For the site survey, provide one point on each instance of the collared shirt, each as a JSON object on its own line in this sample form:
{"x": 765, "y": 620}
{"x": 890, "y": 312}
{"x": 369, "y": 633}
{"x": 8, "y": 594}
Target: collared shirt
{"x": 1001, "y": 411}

Описание задачи: Повторите дословно весь приведенный выше список, не внося в него никаких изменений.

Решение задачи:
For the site survey, provide one point on each instance of the collared shirt, each as a JSON object on its own line in this sample form:
{"x": 765, "y": 620}
{"x": 890, "y": 312}
{"x": 369, "y": 633}
{"x": 8, "y": 594}
Target: collared shirt
{"x": 1001, "y": 411}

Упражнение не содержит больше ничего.